• [WHAT NEEDS TO BE DONE]:
Below you will find a set of lines. Repeat them all exactly.

------------------------------------------------------------------------

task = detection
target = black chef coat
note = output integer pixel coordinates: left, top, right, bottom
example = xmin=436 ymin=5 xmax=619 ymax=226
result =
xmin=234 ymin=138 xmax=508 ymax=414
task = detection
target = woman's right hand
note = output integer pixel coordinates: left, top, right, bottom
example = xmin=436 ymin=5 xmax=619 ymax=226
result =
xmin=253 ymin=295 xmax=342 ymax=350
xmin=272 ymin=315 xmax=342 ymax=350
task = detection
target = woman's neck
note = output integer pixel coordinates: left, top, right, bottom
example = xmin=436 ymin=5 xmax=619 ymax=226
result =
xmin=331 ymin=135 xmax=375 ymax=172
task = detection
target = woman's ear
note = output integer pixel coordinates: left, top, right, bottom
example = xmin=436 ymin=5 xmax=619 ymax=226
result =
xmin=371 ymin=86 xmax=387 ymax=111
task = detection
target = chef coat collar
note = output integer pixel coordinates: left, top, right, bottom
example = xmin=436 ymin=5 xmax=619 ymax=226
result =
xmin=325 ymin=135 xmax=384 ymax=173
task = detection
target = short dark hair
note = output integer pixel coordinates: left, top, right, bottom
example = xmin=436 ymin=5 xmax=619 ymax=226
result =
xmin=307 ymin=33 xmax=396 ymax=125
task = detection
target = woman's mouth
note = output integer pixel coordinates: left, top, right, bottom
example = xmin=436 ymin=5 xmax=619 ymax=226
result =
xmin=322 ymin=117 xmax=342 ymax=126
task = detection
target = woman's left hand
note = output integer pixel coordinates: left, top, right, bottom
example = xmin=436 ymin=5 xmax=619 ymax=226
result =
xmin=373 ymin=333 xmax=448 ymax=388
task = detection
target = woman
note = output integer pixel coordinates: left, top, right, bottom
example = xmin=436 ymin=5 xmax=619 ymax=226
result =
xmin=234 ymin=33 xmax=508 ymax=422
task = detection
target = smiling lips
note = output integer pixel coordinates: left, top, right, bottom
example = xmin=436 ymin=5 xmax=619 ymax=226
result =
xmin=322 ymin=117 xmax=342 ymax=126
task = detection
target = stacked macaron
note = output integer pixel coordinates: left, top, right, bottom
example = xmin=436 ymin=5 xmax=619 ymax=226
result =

------------------------------------------------------------------------

• [COMPLETED EXERCISE]:
task = detection
target = black chef coat
note = output integer pixel coordinates: left, top, right, bottom
example = xmin=436 ymin=5 xmax=619 ymax=226
result =
xmin=234 ymin=138 xmax=508 ymax=414
task = detection
target = woman's right hand
note = output integer pixel coordinates: left, top, right, bottom
example = xmin=436 ymin=5 xmax=619 ymax=226
result =
xmin=253 ymin=295 xmax=342 ymax=350
xmin=272 ymin=315 xmax=342 ymax=350
task = detection
target = woman's neck
note = output integer pixel coordinates: left, top, right, bottom
example = xmin=436 ymin=5 xmax=619 ymax=226
result =
xmin=331 ymin=135 xmax=375 ymax=172
task = detection
target = woman's ear
note = output integer pixel coordinates: left, top, right, bottom
example = xmin=436 ymin=5 xmax=619 ymax=226
result =
xmin=371 ymin=86 xmax=387 ymax=111
task = detection
target = chef coat collar
note = output integer pixel coordinates: left, top, right, bottom
example = xmin=436 ymin=5 xmax=619 ymax=226
result =
xmin=325 ymin=135 xmax=384 ymax=173
task = detection
target = short dark hair
note = output integer pixel coordinates: left, top, right, bottom
example = xmin=436 ymin=5 xmax=619 ymax=226
result =
xmin=307 ymin=33 xmax=396 ymax=125
task = detection
target = woman's mouth
note = output integer pixel coordinates: left, top, right, bottom
example = xmin=436 ymin=5 xmax=619 ymax=226
result =
xmin=322 ymin=117 xmax=342 ymax=126
task = detection
target = woman's left hand
note = output integer pixel coordinates: left, top, right, bottom
example = xmin=436 ymin=5 xmax=619 ymax=226
result =
xmin=373 ymin=333 xmax=448 ymax=388
task = detection
target = woman
note = output integer pixel coordinates: left, top, right, bottom
example = xmin=436 ymin=5 xmax=619 ymax=226
result =
xmin=234 ymin=33 xmax=508 ymax=422
task = detection
target = smiling lips
note = output integer pixel coordinates: left, top, right, bottom
example = xmin=436 ymin=5 xmax=619 ymax=226
result =
xmin=322 ymin=117 xmax=342 ymax=126
task = detection
target = stacked macaron
note = output integer pixel coordinates: left, top, right, bottom
example = xmin=436 ymin=5 xmax=619 ymax=226
result =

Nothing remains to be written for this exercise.